-- Text follows --

And when I saw the reply it had plenty of downvotes already, because this is technology@lemmy.world and people are quick to pounce on anything that sounds like it might be pro-AI. You're doing it yourself now, eyeing me suspiciously and asking if I'm one of those pro-AI people. Since there were plenty of downvotes the ambiguity of your comment meant my interpretation should not be surprising.

It just so happens that I am a Wikipedia editor, and I'm also pro-AI. I think this would be a very useful addition to Wikipedia, and I hope they get back to it when the dust settles from this current moral panic. I'm disappointed that they're pausing an experiment because that means that the "discussion" that will be had now will have less actually meaningful information in it. What's the point in a discussion without information to discuss?

[–] antonim@lemmy.dbzer0.com 2 points 6 months ago (1 children)

You openly declaring yourself as "pro-AI" (which I didn't have to ask for because I remember your numerous previous comments) and opposing yourself to "anti-AI" people really just shows that the discussion is on wrong tracks. The point of being pro or against AI should be to have whatever positive consequences for the stuff people are doing, in this case Wikipedia. The priority should be to be pro-Wikipedia, and then work out how AI relates to that, rather than going the other way around.

-- Text concluded --
-- Exercise data follows --

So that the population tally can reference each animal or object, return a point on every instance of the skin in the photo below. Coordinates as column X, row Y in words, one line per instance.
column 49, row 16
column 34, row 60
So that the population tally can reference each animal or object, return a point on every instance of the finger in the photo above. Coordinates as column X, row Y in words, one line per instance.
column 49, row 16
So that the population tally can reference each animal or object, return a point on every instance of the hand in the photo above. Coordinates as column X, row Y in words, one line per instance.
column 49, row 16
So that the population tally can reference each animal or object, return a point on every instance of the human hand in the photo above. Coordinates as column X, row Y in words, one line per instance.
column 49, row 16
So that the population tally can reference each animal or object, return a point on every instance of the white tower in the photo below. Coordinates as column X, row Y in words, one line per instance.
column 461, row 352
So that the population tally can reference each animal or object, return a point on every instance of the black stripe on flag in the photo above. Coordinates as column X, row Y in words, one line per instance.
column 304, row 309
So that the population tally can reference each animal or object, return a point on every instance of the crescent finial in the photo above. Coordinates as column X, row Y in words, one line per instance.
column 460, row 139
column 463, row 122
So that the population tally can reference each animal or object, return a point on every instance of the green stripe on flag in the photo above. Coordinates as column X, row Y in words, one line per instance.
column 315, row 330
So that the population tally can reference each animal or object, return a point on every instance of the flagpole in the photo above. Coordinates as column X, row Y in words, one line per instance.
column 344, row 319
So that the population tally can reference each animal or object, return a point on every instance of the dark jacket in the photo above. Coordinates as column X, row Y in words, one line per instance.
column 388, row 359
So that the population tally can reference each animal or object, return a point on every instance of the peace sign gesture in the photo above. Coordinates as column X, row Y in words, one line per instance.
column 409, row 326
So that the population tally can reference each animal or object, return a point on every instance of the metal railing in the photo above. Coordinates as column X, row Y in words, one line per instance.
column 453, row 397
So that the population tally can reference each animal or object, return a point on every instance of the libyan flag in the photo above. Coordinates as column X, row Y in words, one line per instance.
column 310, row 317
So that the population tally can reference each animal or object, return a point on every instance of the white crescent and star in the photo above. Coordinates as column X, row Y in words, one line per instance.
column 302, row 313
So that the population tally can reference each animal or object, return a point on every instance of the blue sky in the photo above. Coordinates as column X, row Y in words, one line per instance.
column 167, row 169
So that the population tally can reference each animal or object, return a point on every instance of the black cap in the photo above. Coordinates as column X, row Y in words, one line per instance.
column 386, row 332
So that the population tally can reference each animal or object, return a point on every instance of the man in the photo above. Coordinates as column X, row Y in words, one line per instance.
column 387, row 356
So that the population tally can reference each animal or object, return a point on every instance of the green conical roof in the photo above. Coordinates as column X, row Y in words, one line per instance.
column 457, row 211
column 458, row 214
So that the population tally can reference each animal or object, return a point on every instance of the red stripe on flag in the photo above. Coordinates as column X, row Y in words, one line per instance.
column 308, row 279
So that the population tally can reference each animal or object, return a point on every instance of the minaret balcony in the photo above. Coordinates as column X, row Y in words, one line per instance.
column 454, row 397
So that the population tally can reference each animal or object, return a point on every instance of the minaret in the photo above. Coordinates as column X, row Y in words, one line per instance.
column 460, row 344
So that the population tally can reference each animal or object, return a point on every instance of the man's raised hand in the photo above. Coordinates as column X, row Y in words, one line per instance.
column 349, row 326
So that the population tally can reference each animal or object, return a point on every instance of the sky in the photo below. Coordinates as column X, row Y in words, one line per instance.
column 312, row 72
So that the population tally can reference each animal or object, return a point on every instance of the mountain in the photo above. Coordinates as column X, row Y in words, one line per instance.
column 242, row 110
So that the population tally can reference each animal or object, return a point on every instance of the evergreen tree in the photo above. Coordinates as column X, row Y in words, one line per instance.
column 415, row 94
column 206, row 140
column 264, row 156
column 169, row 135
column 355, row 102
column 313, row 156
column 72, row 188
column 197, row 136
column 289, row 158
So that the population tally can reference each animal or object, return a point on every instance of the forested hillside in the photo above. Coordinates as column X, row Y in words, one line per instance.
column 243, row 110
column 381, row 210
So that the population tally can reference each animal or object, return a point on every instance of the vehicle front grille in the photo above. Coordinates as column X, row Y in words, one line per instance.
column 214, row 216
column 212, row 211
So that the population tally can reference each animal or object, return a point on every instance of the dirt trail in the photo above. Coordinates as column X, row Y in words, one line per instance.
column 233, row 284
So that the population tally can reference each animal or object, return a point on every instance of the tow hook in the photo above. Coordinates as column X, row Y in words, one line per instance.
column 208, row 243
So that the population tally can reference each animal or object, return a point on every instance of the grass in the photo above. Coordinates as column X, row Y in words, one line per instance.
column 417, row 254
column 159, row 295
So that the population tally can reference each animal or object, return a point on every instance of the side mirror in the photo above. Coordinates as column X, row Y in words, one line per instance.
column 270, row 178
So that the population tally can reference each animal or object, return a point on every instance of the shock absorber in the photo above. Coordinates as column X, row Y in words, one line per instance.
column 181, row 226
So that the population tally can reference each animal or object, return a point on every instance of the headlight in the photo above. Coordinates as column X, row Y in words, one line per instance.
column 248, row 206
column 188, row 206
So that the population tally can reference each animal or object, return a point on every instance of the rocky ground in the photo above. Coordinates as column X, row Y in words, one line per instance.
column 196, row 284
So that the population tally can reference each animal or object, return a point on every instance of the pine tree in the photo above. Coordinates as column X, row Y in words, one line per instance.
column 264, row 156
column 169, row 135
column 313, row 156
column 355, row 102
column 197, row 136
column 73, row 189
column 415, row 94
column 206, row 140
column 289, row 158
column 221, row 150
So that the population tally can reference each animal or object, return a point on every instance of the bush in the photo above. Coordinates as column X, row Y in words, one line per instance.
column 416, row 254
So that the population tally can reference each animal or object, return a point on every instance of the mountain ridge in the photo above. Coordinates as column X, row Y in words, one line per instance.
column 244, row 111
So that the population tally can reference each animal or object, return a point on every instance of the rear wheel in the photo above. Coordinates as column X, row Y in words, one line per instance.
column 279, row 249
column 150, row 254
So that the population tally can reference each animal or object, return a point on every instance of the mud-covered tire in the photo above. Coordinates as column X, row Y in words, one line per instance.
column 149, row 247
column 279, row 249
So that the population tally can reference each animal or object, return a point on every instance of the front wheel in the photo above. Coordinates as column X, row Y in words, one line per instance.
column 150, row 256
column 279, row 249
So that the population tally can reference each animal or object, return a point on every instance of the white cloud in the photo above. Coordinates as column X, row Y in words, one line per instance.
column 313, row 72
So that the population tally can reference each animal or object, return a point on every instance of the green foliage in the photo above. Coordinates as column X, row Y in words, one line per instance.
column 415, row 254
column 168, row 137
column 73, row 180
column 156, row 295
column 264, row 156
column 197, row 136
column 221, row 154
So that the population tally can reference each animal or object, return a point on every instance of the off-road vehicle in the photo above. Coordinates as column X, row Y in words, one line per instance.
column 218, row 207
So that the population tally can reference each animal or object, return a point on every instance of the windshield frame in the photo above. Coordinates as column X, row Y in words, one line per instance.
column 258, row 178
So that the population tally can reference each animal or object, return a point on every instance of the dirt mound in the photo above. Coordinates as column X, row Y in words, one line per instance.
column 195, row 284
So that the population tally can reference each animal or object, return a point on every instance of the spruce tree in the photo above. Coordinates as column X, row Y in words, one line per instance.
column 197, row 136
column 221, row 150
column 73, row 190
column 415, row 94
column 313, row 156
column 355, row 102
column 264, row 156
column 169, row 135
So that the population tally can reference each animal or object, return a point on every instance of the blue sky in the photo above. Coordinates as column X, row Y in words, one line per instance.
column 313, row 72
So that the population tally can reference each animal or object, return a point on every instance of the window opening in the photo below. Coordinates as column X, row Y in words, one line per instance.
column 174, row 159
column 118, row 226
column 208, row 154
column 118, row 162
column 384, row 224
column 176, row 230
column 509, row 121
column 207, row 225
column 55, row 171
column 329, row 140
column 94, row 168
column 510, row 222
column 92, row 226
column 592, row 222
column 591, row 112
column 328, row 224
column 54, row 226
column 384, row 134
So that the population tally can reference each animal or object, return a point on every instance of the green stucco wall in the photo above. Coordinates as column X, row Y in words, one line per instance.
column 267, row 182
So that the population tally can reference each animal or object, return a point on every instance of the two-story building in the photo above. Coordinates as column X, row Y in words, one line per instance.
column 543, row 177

-- Exercise data concluded --

**What to produce:** In the thread, what does antonim say the priority should be? The entries have nothing to do with the thread.

**Answer space:** To be pro-Wikipedia first, and then work out how AI relates to that.